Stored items
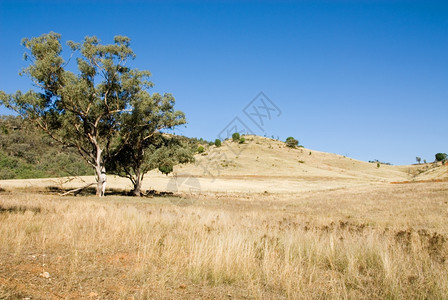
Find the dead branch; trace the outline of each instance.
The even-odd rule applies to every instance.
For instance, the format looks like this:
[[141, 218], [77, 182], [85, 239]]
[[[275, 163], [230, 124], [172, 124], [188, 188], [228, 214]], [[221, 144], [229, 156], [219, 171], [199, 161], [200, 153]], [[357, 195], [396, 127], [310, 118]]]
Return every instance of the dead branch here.
[[80, 188], [77, 188], [77, 189], [74, 189], [74, 190], [70, 190], [70, 191], [68, 191], [68, 192], [65, 192], [65, 193], [62, 193], [62, 194], [59, 194], [59, 195], [60, 195], [60, 196], [66, 196], [66, 195], [68, 195], [68, 194], [70, 194], [70, 193], [75, 193], [75, 194], [77, 194], [78, 191], [82, 191], [83, 189], [88, 188], [89, 186], [94, 185], [94, 184], [95, 184], [95, 183], [89, 183], [89, 184], [87, 184], [87, 185], [85, 185], [85, 186], [83, 186], [83, 187], [80, 187]]

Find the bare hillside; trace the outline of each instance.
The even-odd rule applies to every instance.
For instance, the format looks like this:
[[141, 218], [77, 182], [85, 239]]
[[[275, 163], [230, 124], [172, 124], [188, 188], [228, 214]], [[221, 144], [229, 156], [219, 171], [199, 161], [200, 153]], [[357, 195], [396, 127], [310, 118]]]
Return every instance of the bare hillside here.
[[[305, 180], [355, 180], [390, 182], [412, 180], [417, 170], [432, 170], [434, 177], [446, 168], [432, 165], [389, 166], [368, 163], [342, 155], [307, 148], [289, 148], [285, 143], [259, 136], [246, 136], [244, 144], [227, 140], [196, 155], [196, 163], [180, 166], [179, 174], [224, 178], [296, 178]], [[436, 171], [437, 170], [437, 171]], [[445, 172], [446, 173], [446, 172]], [[428, 175], [428, 179], [434, 179]]]

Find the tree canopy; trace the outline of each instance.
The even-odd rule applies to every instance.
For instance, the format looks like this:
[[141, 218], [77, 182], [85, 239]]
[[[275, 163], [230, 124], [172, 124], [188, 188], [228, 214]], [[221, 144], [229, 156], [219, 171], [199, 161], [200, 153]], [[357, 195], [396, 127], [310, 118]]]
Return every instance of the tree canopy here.
[[293, 138], [292, 136], [290, 136], [286, 139], [285, 143], [286, 143], [286, 146], [295, 148], [299, 144], [299, 141], [296, 140], [295, 138]]

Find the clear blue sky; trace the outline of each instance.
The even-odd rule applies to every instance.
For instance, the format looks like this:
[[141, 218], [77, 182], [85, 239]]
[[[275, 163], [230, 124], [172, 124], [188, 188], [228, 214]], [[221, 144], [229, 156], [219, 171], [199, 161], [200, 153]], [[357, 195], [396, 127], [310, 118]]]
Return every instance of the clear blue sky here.
[[[186, 113], [176, 133], [215, 139], [239, 117], [366, 161], [448, 152], [448, 1], [0, 0], [1, 90], [32, 88], [20, 40], [49, 31], [129, 36], [133, 66]], [[243, 113], [260, 91], [281, 110], [263, 131]]]

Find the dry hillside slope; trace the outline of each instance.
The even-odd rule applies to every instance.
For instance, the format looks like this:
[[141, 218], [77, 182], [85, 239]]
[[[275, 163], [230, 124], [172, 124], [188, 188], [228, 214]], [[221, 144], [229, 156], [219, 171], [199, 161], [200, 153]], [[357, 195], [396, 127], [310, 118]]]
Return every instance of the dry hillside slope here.
[[[175, 167], [169, 176], [149, 172], [144, 190], [220, 193], [297, 193], [390, 184], [391, 182], [438, 181], [448, 179], [448, 166], [421, 164], [389, 166], [307, 148], [289, 148], [284, 142], [245, 136], [239, 144], [226, 140], [196, 155], [196, 162]], [[187, 180], [193, 178], [194, 180]], [[73, 188], [94, 182], [84, 176], [64, 179], [3, 180], [4, 189], [42, 189], [48, 186]], [[173, 184], [174, 183], [174, 184]], [[108, 187], [131, 189], [130, 181], [109, 176]], [[173, 190], [174, 187], [174, 190]]]
[[[413, 180], [417, 174], [426, 179], [448, 175], [440, 165], [389, 166], [359, 161], [342, 155], [307, 148], [289, 148], [285, 143], [259, 136], [246, 136], [244, 144], [226, 140], [196, 155], [196, 163], [180, 166], [179, 174], [224, 178], [291, 178], [304, 180], [355, 180], [391, 182]], [[209, 172], [208, 172], [209, 171]]]

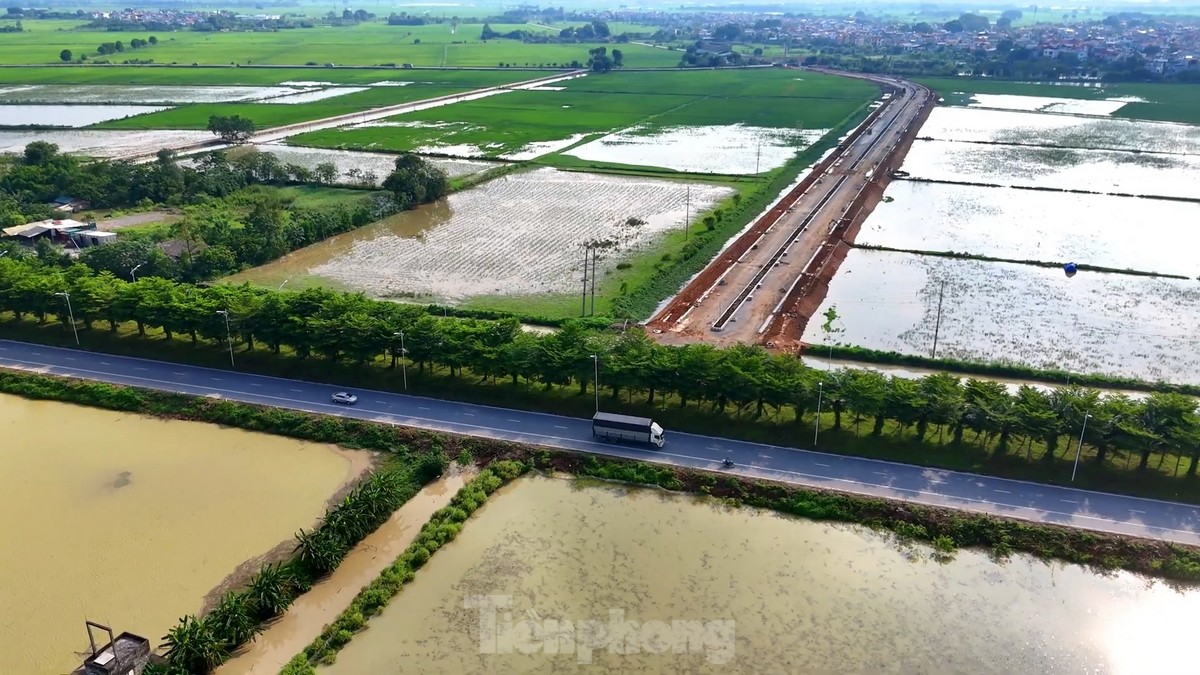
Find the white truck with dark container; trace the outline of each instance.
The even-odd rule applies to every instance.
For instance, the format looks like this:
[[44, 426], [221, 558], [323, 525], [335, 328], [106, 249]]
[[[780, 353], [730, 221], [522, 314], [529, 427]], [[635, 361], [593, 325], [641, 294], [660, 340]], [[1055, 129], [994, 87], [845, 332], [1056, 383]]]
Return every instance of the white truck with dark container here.
[[596, 413], [592, 417], [592, 435], [604, 441], [647, 443], [656, 448], [662, 448], [666, 443], [663, 428], [654, 420], [616, 413]]

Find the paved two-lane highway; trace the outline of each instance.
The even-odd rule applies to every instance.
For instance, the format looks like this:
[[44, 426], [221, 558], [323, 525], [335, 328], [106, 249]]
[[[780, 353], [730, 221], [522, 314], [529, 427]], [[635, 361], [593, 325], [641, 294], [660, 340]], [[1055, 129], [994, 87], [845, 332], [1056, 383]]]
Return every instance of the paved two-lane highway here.
[[[1200, 545], [1200, 507], [667, 430], [661, 451], [592, 440], [591, 421], [0, 340], [0, 367], [339, 415]], [[348, 390], [358, 405], [330, 402]], [[1081, 471], [1087, 471], [1082, 467]]]

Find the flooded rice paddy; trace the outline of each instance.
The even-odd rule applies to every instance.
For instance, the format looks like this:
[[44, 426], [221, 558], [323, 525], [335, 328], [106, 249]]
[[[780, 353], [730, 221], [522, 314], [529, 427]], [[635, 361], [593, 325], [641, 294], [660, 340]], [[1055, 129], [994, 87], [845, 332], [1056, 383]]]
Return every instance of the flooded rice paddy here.
[[332, 87], [329, 89], [317, 89], [316, 91], [301, 91], [295, 94], [286, 96], [276, 96], [263, 101], [263, 103], [313, 103], [314, 101], [324, 101], [328, 98], [337, 96], [345, 96], [346, 94], [355, 94], [360, 91], [366, 91], [370, 87]]
[[[374, 183], [376, 185], [381, 184], [388, 177], [388, 174], [396, 168], [396, 158], [399, 157], [399, 155], [383, 152], [325, 150], [322, 148], [303, 148], [276, 143], [263, 143], [250, 147], [259, 152], [269, 152], [284, 164], [298, 164], [309, 171], [316, 169], [318, 164], [328, 162], [337, 167], [338, 181], [345, 184], [360, 183], [362, 177], [368, 174], [375, 176]], [[234, 152], [238, 151], [235, 150]], [[494, 162], [465, 159], [426, 158], [425, 161], [445, 171], [451, 178], [468, 176], [497, 166]]]
[[27, 84], [0, 87], [0, 103], [235, 103], [298, 94], [309, 89], [311, 87]]
[[1200, 204], [905, 180], [885, 197], [858, 243], [1200, 276]]
[[1200, 155], [1200, 127], [1031, 112], [935, 108], [921, 138]]
[[828, 129], [723, 126], [638, 126], [567, 151], [593, 162], [654, 166], [675, 171], [753, 174], [772, 171]]
[[86, 127], [100, 122], [168, 110], [151, 105], [4, 105], [0, 124], [11, 127]]
[[[732, 194], [692, 185], [691, 216]], [[581, 244], [616, 242], [600, 274], [670, 228], [688, 187], [664, 180], [538, 169], [489, 181], [436, 204], [332, 237], [229, 281], [324, 284], [381, 298], [457, 301], [480, 295], [573, 292]], [[636, 217], [644, 226], [627, 226]], [[301, 277], [311, 277], [302, 281]]]
[[1124, 108], [1126, 103], [1136, 103], [1141, 100], [1136, 97], [1113, 97], [1097, 100], [1016, 94], [972, 94], [970, 107], [1072, 115], [1112, 115]]
[[1200, 155], [916, 141], [901, 168], [927, 180], [1193, 198]]
[[212, 140], [207, 131], [0, 131], [0, 153], [21, 153], [34, 141], [54, 143], [62, 152], [88, 157], [152, 154], [162, 148]]
[[[153, 644], [367, 468], [215, 425], [0, 395], [0, 671], [69, 672], [84, 618]], [[285, 546], [288, 544], [285, 544]]]
[[[1200, 282], [855, 249], [817, 314], [839, 343], [939, 358], [1200, 384]], [[806, 342], [823, 343], [810, 321]]]
[[865, 528], [533, 477], [322, 671], [1179, 673], [1190, 657], [1164, 645], [1197, 612], [1200, 594], [1128, 574], [937, 561]]

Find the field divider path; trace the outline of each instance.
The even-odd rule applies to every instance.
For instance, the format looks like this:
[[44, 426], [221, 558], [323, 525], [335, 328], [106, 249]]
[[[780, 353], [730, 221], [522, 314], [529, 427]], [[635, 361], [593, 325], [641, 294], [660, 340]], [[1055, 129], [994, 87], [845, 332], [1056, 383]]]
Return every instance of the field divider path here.
[[[295, 136], [301, 133], [310, 131], [324, 131], [326, 129], [336, 129], [338, 127], [350, 126], [353, 124], [362, 124], [364, 122], [375, 122], [381, 119], [387, 119], [395, 115], [400, 115], [408, 112], [416, 112], [418, 110], [426, 110], [429, 108], [437, 108], [453, 103], [462, 103], [465, 101], [473, 101], [488, 96], [495, 96], [510, 91], [520, 91], [530, 89], [532, 87], [544, 86], [561, 82], [563, 80], [571, 80], [577, 77], [584, 77], [588, 73], [585, 70], [573, 70], [567, 73], [555, 73], [543, 77], [534, 78], [532, 80], [523, 80], [512, 84], [502, 84], [482, 89], [474, 89], [471, 91], [458, 92], [455, 94], [447, 94], [445, 96], [437, 96], [427, 98], [420, 101], [407, 101], [405, 103], [397, 103], [395, 105], [383, 106], [380, 108], [372, 108], [360, 112], [345, 113], [332, 117], [325, 117], [319, 120], [310, 120], [308, 122], [297, 122], [279, 127], [264, 129], [252, 136], [246, 144], [253, 145], [257, 143], [271, 143], [280, 141], [290, 136]], [[190, 143], [186, 145], [170, 148], [178, 155], [189, 155], [197, 152], [209, 152], [213, 150], [223, 150], [231, 147], [228, 143], [223, 143], [218, 140], [205, 141], [203, 143]], [[113, 159], [126, 159], [134, 162], [150, 162], [153, 161], [158, 154], [156, 150], [153, 153], [137, 153], [125, 157], [116, 157]]]

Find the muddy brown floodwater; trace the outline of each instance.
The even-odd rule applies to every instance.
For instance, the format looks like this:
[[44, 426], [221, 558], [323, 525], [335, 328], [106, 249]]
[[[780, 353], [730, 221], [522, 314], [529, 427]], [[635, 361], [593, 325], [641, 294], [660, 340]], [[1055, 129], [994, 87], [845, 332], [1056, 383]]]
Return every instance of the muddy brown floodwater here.
[[364, 451], [0, 395], [0, 673], [77, 667], [85, 618], [157, 645], [311, 527]]
[[476, 473], [474, 468], [451, 473], [405, 502], [378, 530], [359, 542], [333, 574], [300, 596], [249, 647], [218, 668], [216, 675], [278, 673], [350, 606], [363, 586], [400, 557], [433, 512], [449, 504]]
[[1196, 616], [1200, 593], [1128, 574], [533, 477], [322, 672], [1174, 674]]

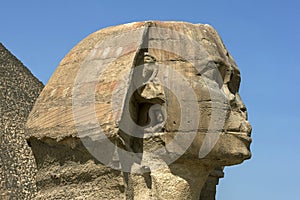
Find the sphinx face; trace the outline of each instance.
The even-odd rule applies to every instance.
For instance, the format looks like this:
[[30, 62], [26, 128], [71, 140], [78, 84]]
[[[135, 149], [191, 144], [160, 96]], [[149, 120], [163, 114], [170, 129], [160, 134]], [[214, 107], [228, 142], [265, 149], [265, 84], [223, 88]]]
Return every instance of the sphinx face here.
[[[211, 138], [211, 141], [207, 143], [210, 152], [206, 155], [206, 159], [221, 165], [238, 164], [251, 157], [252, 127], [247, 119], [247, 109], [238, 93], [241, 80], [240, 71], [231, 56], [228, 56], [228, 60], [213, 61], [217, 67], [214, 73], [217, 75], [207, 76], [208, 80], [205, 78], [206, 82], [211, 84], [205, 84], [204, 87], [203, 84], [196, 84], [198, 85], [196, 87], [200, 87], [200, 96], [203, 94], [205, 96], [209, 93], [207, 91], [215, 91], [220, 94], [220, 97], [215, 98], [218, 96], [215, 95], [210, 98], [212, 97], [210, 92], [206, 99], [199, 101], [201, 116], [199, 127], [201, 128], [190, 148], [190, 153], [197, 155], [199, 151], [203, 150], [201, 147], [206, 145], [205, 139]], [[205, 72], [203, 76], [205, 77]], [[214, 84], [218, 84], [219, 87], [212, 90], [207, 88]], [[213, 112], [216, 114], [213, 115]], [[204, 138], [203, 134], [206, 135]], [[209, 134], [213, 136], [210, 137]], [[198, 155], [200, 156], [200, 154]]]
[[[140, 69], [136, 71], [140, 72], [133, 74], [135, 79], [143, 80], [134, 93], [134, 102], [131, 101], [134, 113], [139, 113], [138, 116], [135, 114], [136, 122], [147, 127], [148, 132], [160, 132], [160, 140], [166, 144], [168, 152], [176, 154], [180, 148], [186, 149], [184, 156], [189, 159], [232, 165], [250, 158], [251, 125], [238, 93], [240, 71], [232, 57], [229, 54], [226, 59], [208, 55], [212, 59], [202, 62], [203, 71], [199, 73], [186, 60], [162, 59], [174, 56], [170, 52], [148, 51], [144, 53], [144, 62], [136, 66]], [[175, 87], [179, 90], [174, 90]], [[193, 95], [196, 98], [192, 99]], [[190, 122], [189, 126], [188, 120], [194, 120], [194, 124]], [[186, 125], [181, 126], [181, 123]], [[189, 147], [180, 139], [176, 141], [177, 147], [168, 147], [178, 133], [186, 134], [181, 139], [189, 138]], [[155, 145], [152, 143], [151, 146]]]
[[144, 158], [146, 152], [183, 155], [218, 166], [250, 158], [251, 126], [238, 94], [240, 71], [219, 36], [203, 32], [190, 41], [184, 32], [149, 28], [132, 67], [117, 75], [113, 90], [121, 92], [112, 91], [110, 99], [115, 112], [122, 113], [117, 134], [124, 150]]

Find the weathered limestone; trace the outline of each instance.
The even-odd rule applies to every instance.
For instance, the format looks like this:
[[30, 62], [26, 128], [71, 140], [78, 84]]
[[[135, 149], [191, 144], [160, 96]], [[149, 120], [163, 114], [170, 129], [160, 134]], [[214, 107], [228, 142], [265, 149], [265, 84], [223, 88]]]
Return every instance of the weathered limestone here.
[[31, 199], [36, 165], [25, 137], [43, 84], [0, 43], [0, 199]]
[[209, 25], [149, 21], [91, 34], [27, 122], [37, 199], [213, 199], [223, 167], [251, 156], [239, 84]]
[[215, 200], [216, 186], [219, 179], [224, 177], [223, 167], [215, 168], [206, 179], [205, 185], [202, 187], [200, 200]]

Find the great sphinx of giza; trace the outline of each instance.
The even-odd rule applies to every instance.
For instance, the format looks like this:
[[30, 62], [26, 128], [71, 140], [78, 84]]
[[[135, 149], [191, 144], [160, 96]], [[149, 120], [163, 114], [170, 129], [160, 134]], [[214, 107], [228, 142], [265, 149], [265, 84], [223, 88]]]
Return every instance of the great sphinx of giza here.
[[209, 25], [99, 30], [61, 61], [30, 113], [37, 199], [214, 199], [251, 157], [240, 72]]

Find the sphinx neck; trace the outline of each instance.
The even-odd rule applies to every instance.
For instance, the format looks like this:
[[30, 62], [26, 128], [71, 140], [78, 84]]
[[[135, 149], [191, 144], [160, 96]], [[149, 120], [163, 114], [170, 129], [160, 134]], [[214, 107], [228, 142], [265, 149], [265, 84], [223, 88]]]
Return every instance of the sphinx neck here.
[[144, 174], [127, 174], [126, 199], [199, 200], [213, 167], [180, 160]]

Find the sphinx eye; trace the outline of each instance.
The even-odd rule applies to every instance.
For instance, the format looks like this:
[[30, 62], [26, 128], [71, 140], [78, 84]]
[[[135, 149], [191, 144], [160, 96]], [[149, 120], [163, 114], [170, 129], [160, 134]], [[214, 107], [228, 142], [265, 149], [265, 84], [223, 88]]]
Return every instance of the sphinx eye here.
[[215, 65], [221, 76], [220, 84], [226, 84], [232, 94], [236, 94], [240, 87], [241, 77], [240, 71], [237, 68], [226, 65], [223, 62], [216, 62]]
[[222, 78], [222, 85], [226, 81], [226, 76], [228, 75], [228, 67], [221, 62], [215, 62], [215, 65], [218, 68], [219, 75]]
[[236, 94], [239, 91], [241, 83], [241, 76], [238, 70], [233, 70], [230, 80], [228, 82], [228, 89], [232, 94]]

**Exercise objective**. Instructions for the copy: start at the first entry, stop after the line containing "Find the bare", keep every line exact, and drop the pictures.

**Completed exercise**.
Find the dead branch; trace the outline of each instance.
The even-odd rule applies to every instance.
For instance, the format looks like this:
[[141, 218], [77, 182], [85, 239]]
[[[275, 163], [230, 124], [172, 124], [188, 188], [228, 214]], [[221, 144], [229, 156], [219, 171], [199, 161], [200, 153]], [[357, 195], [396, 127], [310, 118]]]
Return every instance of the dead branch here.
[[80, 188], [77, 188], [77, 189], [74, 189], [74, 190], [70, 190], [70, 191], [68, 191], [68, 192], [65, 192], [65, 193], [62, 193], [62, 194], [59, 194], [59, 195], [60, 195], [60, 196], [66, 196], [66, 195], [68, 195], [68, 194], [70, 194], [70, 193], [75, 193], [75, 194], [77, 194], [78, 191], [82, 191], [83, 189], [88, 188], [89, 186], [94, 185], [94, 184], [95, 184], [95, 183], [89, 183], [89, 184], [87, 184], [87, 185], [85, 185], [85, 186], [83, 186], [83, 187], [80, 187]]

Find the bare hillside; trace the outline of each instance.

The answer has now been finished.